— WORK REQUIRED —
Copy out everything from the line containing "[locate] microphone (one" down to the end of the records below, requests included. Shift every x and y coordinate in the answers by subtracting 136, and leave the coordinates in the requests unchanged.

— GIVEN ENTRIES —
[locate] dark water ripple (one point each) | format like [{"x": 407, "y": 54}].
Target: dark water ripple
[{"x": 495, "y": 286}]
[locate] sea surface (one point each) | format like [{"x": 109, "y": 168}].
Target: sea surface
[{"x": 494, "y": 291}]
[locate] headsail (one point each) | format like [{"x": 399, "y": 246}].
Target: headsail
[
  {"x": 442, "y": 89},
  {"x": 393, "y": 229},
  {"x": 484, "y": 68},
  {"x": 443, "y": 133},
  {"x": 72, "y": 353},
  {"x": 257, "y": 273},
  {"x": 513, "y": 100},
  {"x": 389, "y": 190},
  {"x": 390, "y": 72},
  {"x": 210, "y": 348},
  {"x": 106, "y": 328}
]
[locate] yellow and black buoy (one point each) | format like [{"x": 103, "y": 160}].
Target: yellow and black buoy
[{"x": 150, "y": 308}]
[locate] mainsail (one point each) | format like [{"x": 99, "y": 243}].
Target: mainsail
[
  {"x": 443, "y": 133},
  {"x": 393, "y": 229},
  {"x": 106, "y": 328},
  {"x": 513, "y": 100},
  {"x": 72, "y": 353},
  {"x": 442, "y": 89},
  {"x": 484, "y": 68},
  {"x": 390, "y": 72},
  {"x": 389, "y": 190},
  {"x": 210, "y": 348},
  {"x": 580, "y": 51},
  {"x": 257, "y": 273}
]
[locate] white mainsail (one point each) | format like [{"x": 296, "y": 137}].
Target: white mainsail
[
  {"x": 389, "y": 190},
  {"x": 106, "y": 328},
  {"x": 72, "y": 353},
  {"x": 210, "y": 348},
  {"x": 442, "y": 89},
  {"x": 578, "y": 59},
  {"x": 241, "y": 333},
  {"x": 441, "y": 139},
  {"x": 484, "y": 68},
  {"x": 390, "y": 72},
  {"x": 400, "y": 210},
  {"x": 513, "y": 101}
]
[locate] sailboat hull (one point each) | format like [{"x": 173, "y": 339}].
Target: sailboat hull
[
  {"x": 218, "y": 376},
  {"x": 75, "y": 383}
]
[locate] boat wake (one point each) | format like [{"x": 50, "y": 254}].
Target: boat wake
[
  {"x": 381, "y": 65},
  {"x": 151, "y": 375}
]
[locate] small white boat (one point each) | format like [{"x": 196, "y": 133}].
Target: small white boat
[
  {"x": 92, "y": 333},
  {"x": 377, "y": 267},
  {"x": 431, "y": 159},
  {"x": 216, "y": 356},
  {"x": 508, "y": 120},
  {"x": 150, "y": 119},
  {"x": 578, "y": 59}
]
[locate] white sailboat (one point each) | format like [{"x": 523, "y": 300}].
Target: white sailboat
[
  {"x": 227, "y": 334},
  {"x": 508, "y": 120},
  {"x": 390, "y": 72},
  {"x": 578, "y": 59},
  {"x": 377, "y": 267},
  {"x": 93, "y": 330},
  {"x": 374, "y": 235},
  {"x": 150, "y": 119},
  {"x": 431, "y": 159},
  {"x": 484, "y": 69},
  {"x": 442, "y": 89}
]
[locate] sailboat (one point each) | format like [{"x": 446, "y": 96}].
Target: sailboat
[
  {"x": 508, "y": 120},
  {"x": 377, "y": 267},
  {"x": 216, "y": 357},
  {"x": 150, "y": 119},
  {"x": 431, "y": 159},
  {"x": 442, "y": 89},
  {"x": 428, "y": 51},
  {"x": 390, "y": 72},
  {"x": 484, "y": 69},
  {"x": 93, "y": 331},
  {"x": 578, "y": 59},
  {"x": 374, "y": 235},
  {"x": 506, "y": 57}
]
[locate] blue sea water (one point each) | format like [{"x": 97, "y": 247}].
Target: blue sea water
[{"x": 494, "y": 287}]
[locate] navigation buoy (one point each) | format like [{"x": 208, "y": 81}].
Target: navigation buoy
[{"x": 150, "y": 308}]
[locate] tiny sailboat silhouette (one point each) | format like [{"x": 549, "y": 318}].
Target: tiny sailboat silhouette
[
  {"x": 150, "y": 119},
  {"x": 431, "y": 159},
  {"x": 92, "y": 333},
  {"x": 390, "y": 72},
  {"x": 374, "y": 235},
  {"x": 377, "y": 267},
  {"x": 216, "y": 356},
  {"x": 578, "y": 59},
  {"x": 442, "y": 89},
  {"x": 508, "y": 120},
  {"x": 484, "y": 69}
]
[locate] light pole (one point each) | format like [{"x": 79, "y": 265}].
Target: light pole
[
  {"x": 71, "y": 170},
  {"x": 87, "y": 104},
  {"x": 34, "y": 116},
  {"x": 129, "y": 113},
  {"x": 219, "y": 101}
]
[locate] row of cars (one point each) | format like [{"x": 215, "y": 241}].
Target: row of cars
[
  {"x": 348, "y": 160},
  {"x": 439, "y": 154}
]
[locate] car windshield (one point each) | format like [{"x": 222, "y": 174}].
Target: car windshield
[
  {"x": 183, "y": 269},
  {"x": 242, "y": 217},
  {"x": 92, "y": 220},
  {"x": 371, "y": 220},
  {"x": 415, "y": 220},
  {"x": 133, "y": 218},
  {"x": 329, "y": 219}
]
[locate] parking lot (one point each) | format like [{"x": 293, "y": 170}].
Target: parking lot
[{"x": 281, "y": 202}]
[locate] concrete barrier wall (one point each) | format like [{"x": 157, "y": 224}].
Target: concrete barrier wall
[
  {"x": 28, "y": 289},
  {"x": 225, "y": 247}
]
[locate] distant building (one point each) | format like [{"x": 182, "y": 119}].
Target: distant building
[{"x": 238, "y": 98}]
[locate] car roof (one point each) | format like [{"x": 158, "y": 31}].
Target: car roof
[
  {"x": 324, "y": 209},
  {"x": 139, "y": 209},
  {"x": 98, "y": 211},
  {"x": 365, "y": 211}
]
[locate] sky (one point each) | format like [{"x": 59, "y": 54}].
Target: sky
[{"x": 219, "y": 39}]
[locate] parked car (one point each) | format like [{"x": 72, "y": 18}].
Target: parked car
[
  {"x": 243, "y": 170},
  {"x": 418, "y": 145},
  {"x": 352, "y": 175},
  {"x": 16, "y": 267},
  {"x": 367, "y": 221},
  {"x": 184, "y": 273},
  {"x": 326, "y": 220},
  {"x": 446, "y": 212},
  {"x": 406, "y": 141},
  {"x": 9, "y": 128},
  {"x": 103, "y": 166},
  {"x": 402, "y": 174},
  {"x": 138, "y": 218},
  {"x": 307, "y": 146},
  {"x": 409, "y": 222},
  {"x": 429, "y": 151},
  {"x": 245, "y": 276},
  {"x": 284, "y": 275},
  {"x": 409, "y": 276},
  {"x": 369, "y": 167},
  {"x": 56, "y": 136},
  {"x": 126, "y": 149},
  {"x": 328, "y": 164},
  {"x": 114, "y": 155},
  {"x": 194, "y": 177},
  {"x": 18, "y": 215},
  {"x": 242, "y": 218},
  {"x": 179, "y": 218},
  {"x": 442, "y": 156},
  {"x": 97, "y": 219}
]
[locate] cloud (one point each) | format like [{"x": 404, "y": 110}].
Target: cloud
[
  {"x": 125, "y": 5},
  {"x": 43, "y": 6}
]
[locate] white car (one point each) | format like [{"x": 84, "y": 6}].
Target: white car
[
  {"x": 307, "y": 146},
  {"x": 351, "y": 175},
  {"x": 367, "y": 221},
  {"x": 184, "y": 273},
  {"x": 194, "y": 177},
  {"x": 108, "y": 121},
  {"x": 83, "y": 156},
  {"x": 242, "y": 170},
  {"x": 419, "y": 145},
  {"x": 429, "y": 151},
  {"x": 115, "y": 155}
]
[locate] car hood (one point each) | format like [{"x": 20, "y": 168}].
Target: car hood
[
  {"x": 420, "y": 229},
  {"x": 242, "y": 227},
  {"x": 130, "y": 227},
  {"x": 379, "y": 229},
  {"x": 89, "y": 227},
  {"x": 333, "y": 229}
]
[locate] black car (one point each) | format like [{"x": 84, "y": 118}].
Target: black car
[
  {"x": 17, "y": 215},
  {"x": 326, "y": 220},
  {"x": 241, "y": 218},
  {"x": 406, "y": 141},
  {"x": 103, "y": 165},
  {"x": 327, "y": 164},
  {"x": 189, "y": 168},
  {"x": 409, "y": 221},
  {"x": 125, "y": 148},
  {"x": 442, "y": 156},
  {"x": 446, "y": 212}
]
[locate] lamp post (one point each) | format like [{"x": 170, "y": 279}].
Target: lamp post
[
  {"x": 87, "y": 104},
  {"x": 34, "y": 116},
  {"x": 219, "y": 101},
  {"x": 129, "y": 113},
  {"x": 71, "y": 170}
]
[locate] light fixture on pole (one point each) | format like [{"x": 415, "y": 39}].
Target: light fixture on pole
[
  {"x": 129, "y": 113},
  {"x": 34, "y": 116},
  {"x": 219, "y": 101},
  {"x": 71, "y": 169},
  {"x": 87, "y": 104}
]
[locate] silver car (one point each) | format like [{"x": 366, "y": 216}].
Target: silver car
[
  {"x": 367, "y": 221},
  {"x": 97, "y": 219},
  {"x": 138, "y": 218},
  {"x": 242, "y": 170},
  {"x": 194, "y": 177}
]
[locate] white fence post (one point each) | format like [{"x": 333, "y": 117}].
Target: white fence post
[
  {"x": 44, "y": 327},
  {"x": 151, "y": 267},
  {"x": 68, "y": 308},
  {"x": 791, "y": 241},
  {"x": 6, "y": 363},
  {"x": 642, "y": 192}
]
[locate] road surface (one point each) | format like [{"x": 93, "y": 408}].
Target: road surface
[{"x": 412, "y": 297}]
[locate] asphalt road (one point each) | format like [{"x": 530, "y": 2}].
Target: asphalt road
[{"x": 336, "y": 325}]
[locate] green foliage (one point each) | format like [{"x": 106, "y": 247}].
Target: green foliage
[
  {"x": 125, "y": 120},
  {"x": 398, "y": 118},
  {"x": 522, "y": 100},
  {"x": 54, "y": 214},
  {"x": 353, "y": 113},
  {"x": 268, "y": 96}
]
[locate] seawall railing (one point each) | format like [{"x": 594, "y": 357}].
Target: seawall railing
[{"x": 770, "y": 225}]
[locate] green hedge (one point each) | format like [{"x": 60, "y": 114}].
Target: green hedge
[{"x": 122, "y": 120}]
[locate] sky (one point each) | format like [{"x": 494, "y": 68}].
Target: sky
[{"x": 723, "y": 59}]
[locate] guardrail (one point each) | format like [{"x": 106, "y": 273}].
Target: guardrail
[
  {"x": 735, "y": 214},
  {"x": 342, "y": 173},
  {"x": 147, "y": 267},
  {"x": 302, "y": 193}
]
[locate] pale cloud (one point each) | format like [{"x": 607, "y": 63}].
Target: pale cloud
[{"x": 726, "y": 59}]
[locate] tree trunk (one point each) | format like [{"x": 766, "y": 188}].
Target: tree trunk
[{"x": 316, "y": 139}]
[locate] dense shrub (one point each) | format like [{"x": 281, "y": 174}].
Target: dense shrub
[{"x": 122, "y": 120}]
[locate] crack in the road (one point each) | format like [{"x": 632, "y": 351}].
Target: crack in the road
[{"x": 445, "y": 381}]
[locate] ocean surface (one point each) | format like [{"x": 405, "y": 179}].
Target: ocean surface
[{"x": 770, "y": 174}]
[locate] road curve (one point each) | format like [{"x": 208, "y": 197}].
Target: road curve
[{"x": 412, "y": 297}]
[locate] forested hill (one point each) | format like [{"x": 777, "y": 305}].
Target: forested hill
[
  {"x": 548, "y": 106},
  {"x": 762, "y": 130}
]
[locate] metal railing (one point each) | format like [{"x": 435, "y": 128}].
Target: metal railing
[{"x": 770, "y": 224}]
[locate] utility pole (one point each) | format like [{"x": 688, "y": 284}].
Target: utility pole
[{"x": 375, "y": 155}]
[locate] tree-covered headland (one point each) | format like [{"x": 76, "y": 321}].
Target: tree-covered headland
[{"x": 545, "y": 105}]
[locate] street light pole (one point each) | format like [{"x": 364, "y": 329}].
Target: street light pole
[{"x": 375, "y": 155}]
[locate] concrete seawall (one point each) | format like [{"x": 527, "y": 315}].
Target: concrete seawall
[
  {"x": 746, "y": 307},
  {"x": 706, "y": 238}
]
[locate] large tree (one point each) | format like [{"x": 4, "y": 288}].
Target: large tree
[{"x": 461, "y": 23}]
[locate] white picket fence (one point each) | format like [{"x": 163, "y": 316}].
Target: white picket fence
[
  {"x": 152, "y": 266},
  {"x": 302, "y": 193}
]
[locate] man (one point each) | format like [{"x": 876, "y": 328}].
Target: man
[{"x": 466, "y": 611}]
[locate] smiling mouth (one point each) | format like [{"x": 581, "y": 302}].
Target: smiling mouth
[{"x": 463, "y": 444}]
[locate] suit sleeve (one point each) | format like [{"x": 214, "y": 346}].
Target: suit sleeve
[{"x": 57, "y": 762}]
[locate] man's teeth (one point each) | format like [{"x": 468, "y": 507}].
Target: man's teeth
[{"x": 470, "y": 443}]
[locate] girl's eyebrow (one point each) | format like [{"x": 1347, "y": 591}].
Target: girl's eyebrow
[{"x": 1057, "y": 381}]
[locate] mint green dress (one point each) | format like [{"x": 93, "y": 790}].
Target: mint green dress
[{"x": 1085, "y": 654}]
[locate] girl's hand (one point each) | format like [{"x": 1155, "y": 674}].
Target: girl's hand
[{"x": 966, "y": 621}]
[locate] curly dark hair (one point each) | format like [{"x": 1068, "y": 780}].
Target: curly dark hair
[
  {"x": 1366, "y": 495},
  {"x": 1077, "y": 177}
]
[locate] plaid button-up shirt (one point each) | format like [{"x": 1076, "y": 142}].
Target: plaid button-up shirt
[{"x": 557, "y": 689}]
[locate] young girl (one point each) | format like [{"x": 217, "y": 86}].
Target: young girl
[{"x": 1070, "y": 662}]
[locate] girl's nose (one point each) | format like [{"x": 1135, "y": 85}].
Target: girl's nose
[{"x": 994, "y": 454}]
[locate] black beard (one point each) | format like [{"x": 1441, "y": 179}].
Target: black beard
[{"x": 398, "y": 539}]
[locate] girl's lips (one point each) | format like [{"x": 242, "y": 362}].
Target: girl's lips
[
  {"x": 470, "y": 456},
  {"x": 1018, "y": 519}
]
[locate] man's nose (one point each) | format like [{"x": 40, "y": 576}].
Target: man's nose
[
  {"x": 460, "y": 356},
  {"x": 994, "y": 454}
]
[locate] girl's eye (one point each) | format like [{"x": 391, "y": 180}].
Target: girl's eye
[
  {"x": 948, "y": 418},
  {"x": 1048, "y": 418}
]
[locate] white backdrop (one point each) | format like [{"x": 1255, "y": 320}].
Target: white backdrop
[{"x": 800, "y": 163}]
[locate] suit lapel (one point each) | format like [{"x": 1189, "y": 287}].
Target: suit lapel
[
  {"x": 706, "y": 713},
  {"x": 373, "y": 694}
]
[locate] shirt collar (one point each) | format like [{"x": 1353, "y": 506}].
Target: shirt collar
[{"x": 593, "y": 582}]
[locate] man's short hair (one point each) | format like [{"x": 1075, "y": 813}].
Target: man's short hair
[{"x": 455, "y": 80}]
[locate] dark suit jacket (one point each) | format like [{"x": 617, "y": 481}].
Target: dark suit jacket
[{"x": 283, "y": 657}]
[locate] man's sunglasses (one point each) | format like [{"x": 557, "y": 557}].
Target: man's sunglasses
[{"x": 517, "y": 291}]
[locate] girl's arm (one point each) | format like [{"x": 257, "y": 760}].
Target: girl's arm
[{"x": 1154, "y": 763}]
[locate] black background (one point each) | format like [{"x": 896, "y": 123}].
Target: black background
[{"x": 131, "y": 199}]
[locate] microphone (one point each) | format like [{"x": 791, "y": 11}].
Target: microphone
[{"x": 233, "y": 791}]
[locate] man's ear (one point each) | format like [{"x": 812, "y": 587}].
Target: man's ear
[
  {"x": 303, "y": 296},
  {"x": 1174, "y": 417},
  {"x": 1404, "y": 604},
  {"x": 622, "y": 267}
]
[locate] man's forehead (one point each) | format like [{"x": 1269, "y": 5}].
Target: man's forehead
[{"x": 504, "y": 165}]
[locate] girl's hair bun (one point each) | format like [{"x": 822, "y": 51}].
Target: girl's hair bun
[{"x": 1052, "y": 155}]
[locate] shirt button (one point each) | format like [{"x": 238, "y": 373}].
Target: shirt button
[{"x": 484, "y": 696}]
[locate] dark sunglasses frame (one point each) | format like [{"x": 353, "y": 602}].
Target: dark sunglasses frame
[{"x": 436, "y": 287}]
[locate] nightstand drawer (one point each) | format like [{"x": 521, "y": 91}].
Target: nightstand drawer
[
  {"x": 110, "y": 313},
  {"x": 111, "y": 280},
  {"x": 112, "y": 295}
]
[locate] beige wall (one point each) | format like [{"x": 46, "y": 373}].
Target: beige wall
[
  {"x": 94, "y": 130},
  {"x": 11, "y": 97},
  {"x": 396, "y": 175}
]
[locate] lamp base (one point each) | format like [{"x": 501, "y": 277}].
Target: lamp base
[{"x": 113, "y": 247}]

— ANSWER TO THE PROBLEM —
[locate] microphone (one point each) | format like [{"x": 791, "y": 11}].
Target: microphone
[{"x": 97, "y": 655}]
[locate] man's ear (one point each) | format like [{"x": 812, "y": 587}].
Target: man's ear
[
  {"x": 167, "y": 160},
  {"x": 1038, "y": 281},
  {"x": 1268, "y": 468},
  {"x": 486, "y": 131}
]
[locate] man's forehead (one point each) | format like [{"x": 1269, "y": 5}].
Target: man's forehead
[{"x": 368, "y": 29}]
[locate] girl's hair bun (one point each) | format like [{"x": 822, "y": 51}].
Target: girl's hair bun
[{"x": 916, "y": 19}]
[locate] shirt button (one point each) | format like [{"x": 238, "y": 373}].
Target: shirt button
[{"x": 348, "y": 560}]
[locate] dark sunglasses frame (one point each) | format like [{"x": 353, "y": 602}].
Target: dark sunglasses frame
[{"x": 300, "y": 151}]
[locate] nightstand drawer (one point each) | format like [{"x": 521, "y": 91}].
Target: nightstand drawer
[
  {"x": -26, "y": 177},
  {"x": -25, "y": 144},
  {"x": -24, "y": 159}
]
[locate] beige wall (one point each) | format like [{"x": 46, "y": 373}].
Target: beige wall
[
  {"x": -42, "y": -6},
  {"x": -125, "y": -39},
  {"x": 260, "y": 39}
]
[locate] lamp base (one point each) | format like [{"x": 501, "y": 277}].
Target: lamp base
[{"x": -23, "y": 111}]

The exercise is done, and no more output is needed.